* begin SOURCE *

For more than 25 years, Nugent and Gramick campaigned across the country, in dioceses and numerous Catholic venues, including seminaries, convents, universities, colleges, chanceries and pastoral centers, conferences and congresses, in an effort to change the beliefs and attitudes of Catholics toward homosexual behavior and relationships.

A key component of this agenda was language manipulation, and convincing Catholics that “homophobia” was the great sin in society and especially in the Catholic Church. “Homophobia” needed to be extirpated with the greatest vigor and dedication, according to Nugent.

A major milestone in Fr. Nugent’s career as a change agent and social revolutionary was his role in helping to produce the U.S. bishops’ 1997 “pastoral letter” Always Our Children, along with the assistance of other known dissidents. This was at a time when Nugent was embroiled in a decades-long investigation by the Holy See over his dissident militancy on behalf of the homosexualist agenda.

Earlier that year, in March, New Ways Ministry celebrated its 20th anniversary with a conference in Pittsburgh, at which then-Bishop Matthew Clark of Rochester spoke and presided at the liturgy. Detroit Auxiliary Bishop Thomas Gumbleton called the failure of homosexual priests to “come out” a “loss” to the Church.

* end SOURCE *

* ACTIONS TO TAKE
1. Decide whether each statement agrees with the passage about Nugent and Gramick: (a) Nugent and Gramick campaigned for more than 25 years; (b) New Ways Ministry held its 20th anniversary conference in Detroit; (c) Always Our Children was a pastoral letter issued by the U.S. bishops in 1997. For each, give yes or no and quote the words of the passage that settle it.
2. Quote everything in the passage about Nugent and Gramick from "For more than" down to "according to Nugent.".
The lines that come after this passage have nothing to do with it.

* begin PROVIDED DATA *

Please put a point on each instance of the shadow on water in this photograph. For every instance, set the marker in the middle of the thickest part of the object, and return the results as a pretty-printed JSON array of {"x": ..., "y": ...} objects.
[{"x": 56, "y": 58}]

* end PROVIDED DATA *

* FINAL ANSWERS
1.
(a) Yes: "For more than 25 years, Nugent and Gramick campaigned across the country"
(b) No: "New Ways Ministry celebrated its 20th anniversary with a conference in Pittsburgh"
(c) Yes: "the U.S. bishops’ 1997 “pastoral letter” Always Our Children"

2.
For more than 25 years, Nugent and Gramick campaigned across the country, in dioceses and numerous Catholic venues, including seminaries, convents, universities, colleges, chanceries and pastoral centers, conferences and congresses, in an effort to change the beliefs and attitudes of Catholics toward homosexual behavior and relationships.

A key component of this agenda was language manipulation, and convincing Catholics that “homophobia” was the great sin in society and especially in the Catholic Church. “Homophobia” needed to be extirpated with the greatest vigor and dedication, according to Nugent.